Supplied passage:
──────────

Many antagonists have tried to disrupt the Bitcoin network, and some have succeeded at filling up the transaction pool, thereby increasing transaction fees. However, Bitcoin was designed to adapt to attacks.
All you need to do is read how Bitcoin has overcome attacks in the past to see how resilient it is and why it has earned the distinction of being called anti-fragile.
Because Bitcoin is decentralized and anti-fragile, it can be considered trustless. You don’t have to rely on anyone to use it. As long as the Internet is up and consensus works, then there is no one to trust.
9) Consensus Driven.
Both the creation of new blocks and software upgrades are handled through consensus (explained later). Software upgrades can get messy at times and require longer timeframes to implement changes, but the end result is usually positive for Bitcoin.

──────────

Material provided:
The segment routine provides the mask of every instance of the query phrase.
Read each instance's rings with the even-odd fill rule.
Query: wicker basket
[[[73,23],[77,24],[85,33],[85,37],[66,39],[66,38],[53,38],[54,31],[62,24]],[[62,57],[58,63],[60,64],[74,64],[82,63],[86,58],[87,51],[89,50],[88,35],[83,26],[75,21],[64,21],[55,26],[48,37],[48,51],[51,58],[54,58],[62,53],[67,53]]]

──────────

Carry on the Bitcoin passage from its final sentence, writing the next part in the same style.

Answer to the exercise:
One strength of consensus is that it prevents a powerful interest group from modifying Bitcoin. Without the consensus of nodes and miners, it is nearly impossible to implement changes. Instead, you end up with a hard fork and an altcoin (explained later).
10) No Counterparty Risk
The lack of counterparty risk is perhaps what makes Bitcoin so valuable. Consider your bank account, online brokerage account, or any data that you have on the Internet. How valuable is that information? Yet, it is dependent on a third-party. Your bank could close overnight, your online broker could go offline.
With Bitcoin there is no counterparty. Your private keys are all you need to secure your money. That’s why Bitcoin will be so valuable. This feature is lost on all anti-Bitcoin antagonists.
Another benefit of Bitcoin is that it does not need to be encrypted when being transmitted over the Internet. Because Bitcoin is a public ledger, there is nothing that needs to remain private. This means that the blockchain and transactions can travel around the Internet without being encrypted. This may seem like a minor benefit, but we are talking about transferring money.
Most money transactions on the Internet, such as wire transfers and credit card transactions, are encrypted and protected. Because Bitcoin relies on private keys for authentication, it can travel around the Internet as text. Any hacker can grab it, but there isn’t anything they can do with it unless they own the private keys.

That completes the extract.